The present invention pertains to the field of computer architecture and more specifically to the efficient processing of RNIC interface (RI) management control operations (e.g. memory registration) required by RDMA (Remote Direct Memory Access) type work requests issued by an RNIC interface (RI) running on computer systems such as servers.
In complex computer systems, particularly those in large transaction processing environments, a group of servers is often clustered together over a network fabric that is optimized for sharing large blocks of data between the servers in the cluster. In such clustering fabrics, the data is transferred over the fabric directly between buffers resident in the host memories of the communicating servers, rather than being copied and packetized first by the operating system (OS) of the sending server and then being de-packetized and copied to memory by the OS of the receiving server in the cluster. This saves significant computing resources in the transacting servers in the form of OS overhead that may be applied to other tasks. This technique for establishing connections that bypass the traditional protocol stack resident in the OS of transacting servers and instead transacting data directly between specified buffers in the user memory of the transacting servers is sometimes generally referred to as remote data memory access or RDMA.
Different standards have been established defining the manner and the protocols by which direct memory connections between servers are securely established and taken down, as well as the manner in which data is transferred over those connections. For example, Infiniband is a clustering standard that is typically deployed as a fabric that is separate and distinct from fabrics handling other types of transactions between the servers and devices such as user computers or high-performance storage devices. Another such standard is the iWARP standard that was developed by the RDMA Consortium to combine RDMA type transactions with packet transactions using TCP/IP over Ethernet. Copies of the specifications defining the iWARP standard may be obtained at the Consortium's web site at www.rdmaconsortium.org. The iWARP specifications and other documents available from the RDMA Consortium web site are incorporated herein in their entirety by this reference. These and other RDMA standards, while differing significantly in their transaction formats, are typically predicated on a common paradigm called a queue pair (QP). The QP is the primary mechanism for communicating information about where data is located that should be sent or received using one of the standard RDMA network data transfer operations.
A QP is typically made up of a send queue (SQ) and a receive queue (RQ), and can also be associated with at least one completion queue (CQ). QPs are created when an application running on a local server issues a request to an RNIC interface (RI) that a memory transaction be processed that directly accesses host memory in the local server and possibly host memory in a remote server. The QPs are the mechanism by which work request operations associated with the processing of the transaction request made by the application are actually queued up, tracked and processed by the RNIC adapter.
The memory region(s) specified in a direct memory transaction are logically (although not typically physically) contiguous. Thus, the RI also coordinates retrieving a virtual to physical translation for the pages of physical memory actually used by a memory region and programs the RNIC adapter with this information so that the RNIC may directly access the actual physical locations in host memory that make up the memory region as if they were physically contiguous. Access privileges are also retrieved for that memory region and stored in the RNIC with the address translation information. This RI management process is known as memory registration. Most RI management processes, including memory registration, are presumed by the RDMA standards to be a synchronous process such that they will complete before any associated work request is processed by the RNIC on behalf of the application. Thus, a management process such as memory registration blocks the processing of any associated work request by the RNIC until it is complete.

* Exercise requirements:
a) According to the RDMA passage, which two queues typically make up a QP?
b) Write out the part of the RDMA passage that begins at the words "A QP is typically" and stops after "the RNIC adapter.", substituting "local machine" for "local server".
The lines that come next are separate material from the RDMA passage.

* Items:
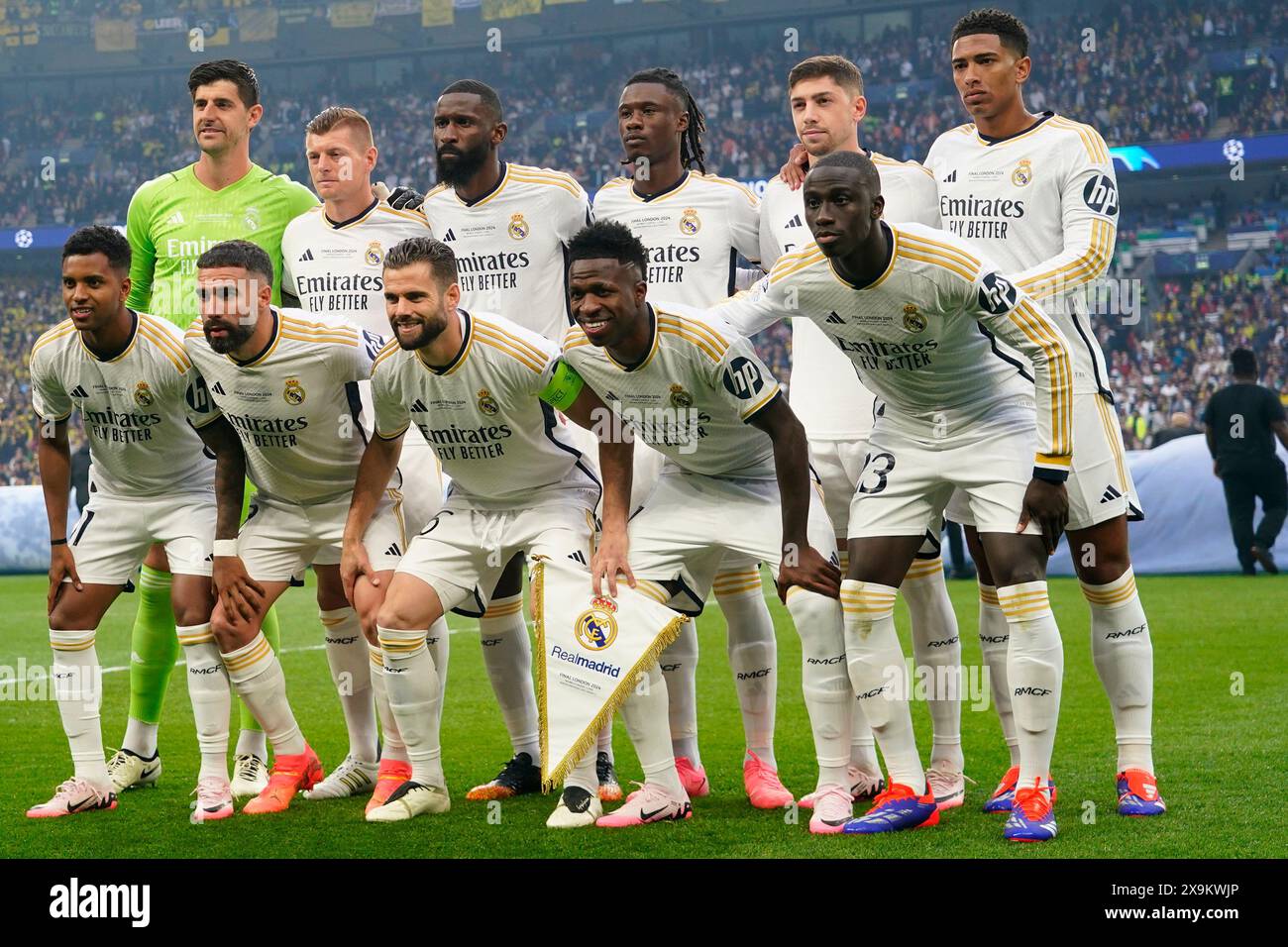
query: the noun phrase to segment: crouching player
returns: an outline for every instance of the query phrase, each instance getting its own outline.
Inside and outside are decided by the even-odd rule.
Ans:
[[[215,490],[242,502],[242,452],[213,410],[183,336],[165,320],[126,308],[130,245],[111,227],[85,227],[63,246],[71,318],[31,352],[40,419],[37,463],[49,514],[49,642],[72,778],[32,818],[115,809],[99,724],[102,669],[94,636],[103,615],[153,542],[174,571],[174,613],[188,662],[201,772],[193,822],[233,814],[228,783],[228,680],[210,633]],[[90,442],[90,501],[68,535],[67,419],[81,412]],[[204,451],[218,456],[216,464]]]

* Solutions:
a) A send queue (SQ) and a receive queue (RQ).

b)
A QP is typically made up of a send queue (SQ) and a receive queue (RQ), and can also be associated with at least one completion queue (CQ). QPs are created when an application running on a local machine issues a request to an RNIC interface (RI) that a memory transaction be processed that directly accesses host memory in the local machine and possibly host memory in a remote server. The QPs are the mechanism by which work request operations associated with the processing of the transaction request made by the application are actually queued up, tracked and processed by the RNIC adapter.